Атеисты, как правило, ограничиваются следующим аргументом в свою защиту: если органам чувств человека не дано ощущение (восприятие) Бога, значит, Бог не существует. Но ведь существует многое из того, что не дано нашим ощущениям. Например, когда Демокрит давал определение атому, последний не был в сфере ощущений первого, т.к. в то времена еще не был изобретен микроскоп. Возможно, когда-нибудь человек и изобретет такой прибор, который сможет передавать нашим органам чувств ощущение (восприятие) Бога, которое не дано человеку в обычных условиях.

Что касается меня, то я ощущаю присутствие Бога в мире каким-то неведомым мне органом чувства, и ощущение это начинается тогда, когда мое сердце, моя душа, все мое существо переполнены любовью и открыты для любви, т.е. тогда, когда я желаю быть не только (и не столько) любимым, но и сам хочу кого-нибудь любить. Поэтому для меня любовь - это то, что убеждает меня в существовании бытия Бога не гипотетически, а достоверно. Это можно было бы считать психологическим доказательством бытия Бога, если бы не существовало одного "но": нельзя человека заставить любить, а следовательно и нельзя человеку доказать существование бытия Бога, если данный человек оказывается неспособным к любви. И, тем не менее, большое количество людей в мире не перестает удостоверяться в существовании Бога именно посредством любви. Если вы хотите убедиться в этом сами, то спросите как-нибудь об этом у тех людей, кто по-настоящему любит друг друга, хотя сам я и не гарантирую вам стопроцентной вероятности положительного ответа.

Теперь я хотел бы обратиться ко всем атеистам со следующим вопросом: "А какое средство предложите вы, чтобы я смог убедиться в том, что Бога не существует?" Этот вопрос, я думаю, привлечет к полемике со мною не один десяток атеистов и, поэтому, сразу хочу сказать: "Я готов вступить с вами в эту полемику и жду ваших аргументов как в свой, так и в мой адрес".

В сущности своей, атеизм есть осознанное или неосознанное бегство от веры, причем первое имеет подавляющее преимущество над вторым. Вера требует от человека духовных усилий, веления сердца, т.е. того, что считается, как правило, одним из самых трудновыполнимых требований.

→ **Исходные данные**:
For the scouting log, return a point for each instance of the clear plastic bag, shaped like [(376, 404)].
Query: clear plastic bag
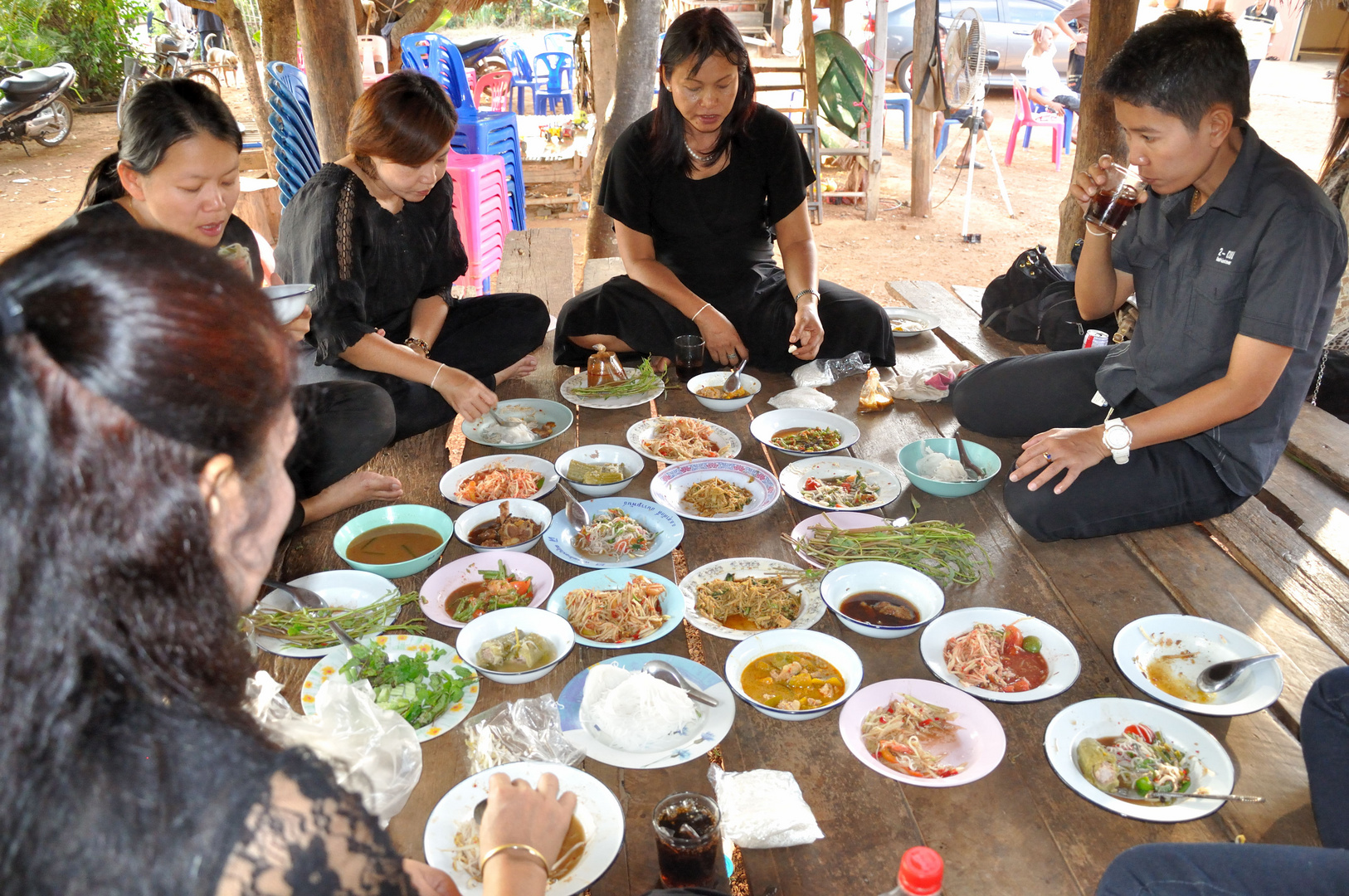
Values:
[(529, 729), (374, 752), (764, 809), (829, 372)]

→ **Условие задания**:
Приведите дословно отрывок из текста об атеизме: начните со слов «Атеисты, как правило, ограничиваются» и остановитесь после слов «в обычных условиях.».

→ **Полный ответ**:
Атеисты, как правило, ограничиваются следующим аргументом в свою защиту: если органам чувств человека не дано ощущение (восприятие) Бога, значит, Бог не существует. Но ведь существует многое из того, что не дано нашим ощущениям. Например, когда Демокрит давал определение атому, последний не был в сфере ощущений первого, т.к. в то времена еще не был изобретен микроскоп. Возможно, когда-нибудь человек и изобретет такой прибор, который сможет передавать нашим органам чувств ощущение (восприятие) Бога, которое не дано человеку в обычных условиях.